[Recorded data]
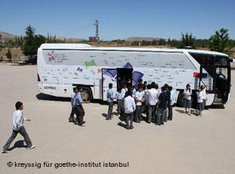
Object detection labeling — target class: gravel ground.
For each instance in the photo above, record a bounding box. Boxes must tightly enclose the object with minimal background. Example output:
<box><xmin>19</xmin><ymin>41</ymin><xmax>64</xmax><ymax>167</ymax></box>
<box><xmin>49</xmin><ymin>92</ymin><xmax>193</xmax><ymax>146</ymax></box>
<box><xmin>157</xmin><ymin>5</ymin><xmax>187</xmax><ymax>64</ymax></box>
<box><xmin>0</xmin><ymin>64</ymin><xmax>235</xmax><ymax>174</ymax></box>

*How to complete this task:*
When you copy the records above, keep every word exact and drop the pictures.

*Solution for this exercise:*
Object detection labeling — target class: gravel ground.
For each instance in the photo above, record a bounding box. Boxes must tightly enclose the object with minimal background. Example output:
<box><xmin>19</xmin><ymin>41</ymin><xmax>64</xmax><ymax>167</ymax></box>
<box><xmin>49</xmin><ymin>92</ymin><xmax>193</xmax><ymax>146</ymax></box>
<box><xmin>157</xmin><ymin>5</ymin><xmax>187</xmax><ymax>64</ymax></box>
<box><xmin>0</xmin><ymin>64</ymin><xmax>235</xmax><ymax>174</ymax></box>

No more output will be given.